* **EXERCISE TASK**:
Update the items below by replacing every "even-odd" with "nonzero" and leaving all other text unchanged. Leave the pictures out of your output.

* **TASK INPUT**:
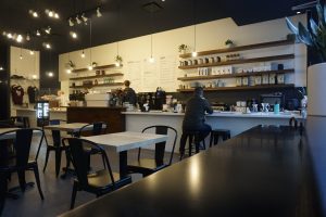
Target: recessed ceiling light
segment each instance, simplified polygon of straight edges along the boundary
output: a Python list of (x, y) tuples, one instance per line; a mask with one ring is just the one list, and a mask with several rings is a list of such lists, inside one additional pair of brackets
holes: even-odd
[(50, 26), (48, 26), (48, 28), (46, 28), (46, 30), (45, 30), (48, 35), (50, 35), (51, 34), (51, 27)]
[(70, 17), (68, 23), (70, 23), (70, 26), (74, 26), (75, 25), (72, 17)]
[(33, 17), (35, 17), (35, 18), (38, 17), (38, 13), (36, 11), (29, 10), (28, 12)]
[(79, 18), (78, 15), (76, 16), (76, 22), (77, 22), (77, 24), (82, 24), (82, 20)]
[(97, 16), (98, 16), (98, 17), (101, 17), (101, 16), (102, 16), (102, 13), (100, 12), (100, 8), (97, 9)]
[(16, 41), (20, 43), (23, 41), (23, 36), (22, 35), (18, 35), (17, 38), (16, 38)]
[(75, 31), (71, 31), (71, 36), (72, 36), (73, 38), (77, 38), (77, 34), (76, 34)]

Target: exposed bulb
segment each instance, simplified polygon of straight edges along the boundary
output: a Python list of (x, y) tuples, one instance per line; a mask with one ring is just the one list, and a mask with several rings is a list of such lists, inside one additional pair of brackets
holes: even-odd
[(154, 58), (153, 58), (153, 56), (151, 56), (150, 59), (148, 59), (148, 62), (150, 62), (150, 63), (154, 63), (154, 62), (155, 62), (155, 60), (154, 60)]

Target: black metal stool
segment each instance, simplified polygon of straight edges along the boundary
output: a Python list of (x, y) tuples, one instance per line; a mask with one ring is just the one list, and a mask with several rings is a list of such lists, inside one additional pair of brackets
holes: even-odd
[(217, 144), (220, 137), (222, 137), (223, 141), (230, 139), (230, 130), (229, 129), (213, 129), (211, 131), (210, 146), (212, 146), (212, 144), (213, 144), (213, 139), (214, 139), (214, 145)]
[(205, 145), (205, 140), (202, 140), (202, 146), (200, 145), (200, 131), (184, 131), (183, 133), (186, 135), (186, 140), (188, 139), (189, 141), (189, 148), (188, 148), (188, 153), (189, 156), (191, 156), (192, 154), (192, 140), (195, 139), (195, 150), (196, 153), (199, 153), (199, 150), (205, 150), (206, 145)]

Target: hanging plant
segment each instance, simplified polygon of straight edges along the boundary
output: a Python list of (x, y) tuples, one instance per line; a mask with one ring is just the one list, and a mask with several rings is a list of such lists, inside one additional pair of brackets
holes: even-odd
[(115, 62), (122, 63), (123, 62), (122, 56), (121, 55), (116, 55), (115, 56)]
[(309, 27), (299, 22), (298, 27), (286, 17), (288, 28), (297, 36), (297, 39), (310, 47), (319, 55), (319, 62), (326, 62), (326, 4), (321, 0), (316, 4), (317, 18), (310, 18)]
[(183, 43), (183, 44), (179, 44), (179, 53), (181, 53), (181, 52), (186, 52), (186, 50), (188, 49), (188, 46), (186, 46), (185, 43)]
[(75, 63), (74, 63), (73, 61), (68, 61), (68, 62), (65, 64), (65, 66), (66, 66), (67, 68), (71, 68), (71, 69), (74, 69), (74, 68), (76, 67), (76, 65), (75, 65)]

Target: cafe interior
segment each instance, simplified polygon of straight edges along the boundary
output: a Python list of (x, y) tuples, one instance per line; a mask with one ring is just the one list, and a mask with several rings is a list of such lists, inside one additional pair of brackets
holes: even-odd
[(0, 216), (326, 216), (324, 81), (325, 0), (1, 0)]

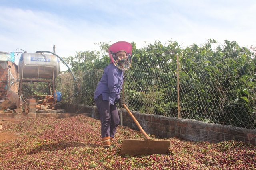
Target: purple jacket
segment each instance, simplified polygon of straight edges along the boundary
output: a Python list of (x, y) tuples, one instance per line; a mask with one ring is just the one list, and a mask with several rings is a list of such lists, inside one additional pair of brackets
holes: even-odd
[(102, 94), (103, 100), (108, 100), (114, 104), (115, 100), (120, 98), (124, 79), (124, 72), (113, 63), (110, 64), (104, 69), (102, 77), (94, 92), (94, 99), (97, 100)]

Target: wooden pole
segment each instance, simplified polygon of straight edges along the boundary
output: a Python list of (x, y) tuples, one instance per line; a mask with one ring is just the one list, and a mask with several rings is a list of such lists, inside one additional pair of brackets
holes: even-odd
[(179, 63), (179, 55), (177, 55), (177, 91), (178, 98), (178, 118), (180, 118), (180, 64)]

* **RESULT FOR THIS TASK**:
Target: recessed ceiling light
segment each instance, simplified polygon of straight edges along the boundary
output: a Python list of (x, y) tuples, one instance per line; a mask with one ring is just the one list, and a mask with several rings is a list of such lists, inside one additional pair of brackets
holes: nonzero
[(50, 26), (48, 26), (48, 28), (46, 28), (46, 30), (45, 30), (48, 35), (50, 35), (51, 34), (51, 27)]
[(70, 17), (68, 23), (70, 23), (70, 26), (74, 26), (75, 25), (72, 17)]
[(33, 17), (35, 17), (35, 18), (38, 17), (38, 13), (36, 11), (29, 10), (28, 12)]
[(79, 18), (78, 15), (76, 16), (76, 22), (77, 22), (77, 24), (82, 24), (82, 20)]
[(97, 16), (98, 16), (98, 17), (101, 17), (101, 16), (102, 16), (102, 13), (100, 12), (100, 8), (97, 9)]
[(16, 41), (20, 43), (23, 41), (23, 36), (22, 35), (18, 35), (17, 38), (16, 38)]
[(75, 31), (71, 31), (71, 36), (72, 36), (73, 38), (77, 38), (77, 34), (76, 34)]

Target: exposed bulb
segment each instance, simplified polygon of straight edges along the boundary
output: a Python list of (x, y) tuples, one instance per line; a mask with one ring is just the one list, and a mask with several rings is a list of such lists, inside one additional pair of brackets
holes: nonzero
[(154, 58), (153, 58), (153, 56), (151, 56), (150, 59), (148, 59), (148, 62), (150, 62), (150, 63), (154, 63), (154, 62), (155, 62), (155, 60), (154, 60)]

Target: black metal stool
segment each instance, simplified polygon of straight edges along the boundary
output: a Python list of (x, y) tuples, one instance per line; a mask with one ring is just the one list, and a mask with several rings is a list of such lists, inside one additional pair of brackets
holes: nonzero
[(217, 144), (220, 137), (222, 137), (223, 141), (230, 139), (230, 130), (229, 129), (213, 129), (211, 131), (210, 146), (212, 146), (212, 144), (213, 144), (213, 139), (214, 139), (214, 145)]
[(205, 145), (205, 140), (202, 140), (202, 146), (200, 145), (200, 131), (184, 131), (183, 133), (186, 135), (186, 140), (188, 139), (189, 141), (189, 148), (188, 148), (188, 153), (189, 156), (191, 156), (192, 154), (192, 140), (195, 139), (195, 150), (196, 153), (199, 153), (199, 150), (205, 150), (206, 145)]

Target: hanging plant
segment each instance, simplified polygon of straight edges along the boundary
output: a Python list of (x, y) tuples, one instance per line; a mask with one ring is just the one list, and a mask with several rings is a list of such lists, inside one additional pair of brackets
holes: nonzero
[(115, 62), (122, 63), (123, 62), (122, 56), (121, 55), (116, 55), (115, 56)]
[(309, 27), (299, 22), (298, 27), (286, 17), (288, 28), (297, 36), (297, 39), (310, 47), (319, 55), (319, 62), (326, 62), (326, 4), (321, 0), (316, 4), (317, 18), (310, 18)]
[(183, 43), (183, 44), (179, 44), (179, 53), (181, 53), (181, 52), (186, 52), (186, 50), (188, 49), (188, 46), (186, 46), (185, 43)]
[(75, 63), (74, 63), (73, 61), (68, 61), (68, 62), (65, 64), (65, 66), (66, 66), (67, 68), (71, 68), (71, 69), (74, 69), (74, 68), (76, 67), (76, 65), (75, 65)]

Target: cafe interior
segment each instance, simplified polygon of straight edges along the boundary
output: a Python list of (x, y) tuples, one instance per line; a mask with one ring is just the one list, and a mask with several rings is a list of such lists, inside one additional pair of brackets
holes: nonzero
[(0, 216), (326, 216), (324, 81), (325, 0), (1, 0)]

Target: purple jacket
segment each instance, simplified polygon of straight edges along the boundary
output: a Python list of (x, y) tuples, one instance per line; a mask with one ring is just the one list, and a mask with several rings is a list of such lists, inside one additional pair of brackets
holes: nonzero
[(102, 94), (103, 100), (108, 100), (114, 104), (115, 100), (120, 98), (124, 79), (124, 72), (113, 63), (110, 64), (104, 69), (102, 77), (94, 92), (94, 99), (97, 100)]

Target: wooden pole
segment each instance, simplified polygon of straight edges along the boundary
output: a Python list of (x, y) tuples, one instance per line; a mask with one ring is just the one list, and a mask with several rings is a list of such lists, inside one additional pair of brackets
holes: nonzero
[(179, 63), (179, 55), (177, 55), (177, 91), (178, 98), (178, 118), (180, 118), (180, 64)]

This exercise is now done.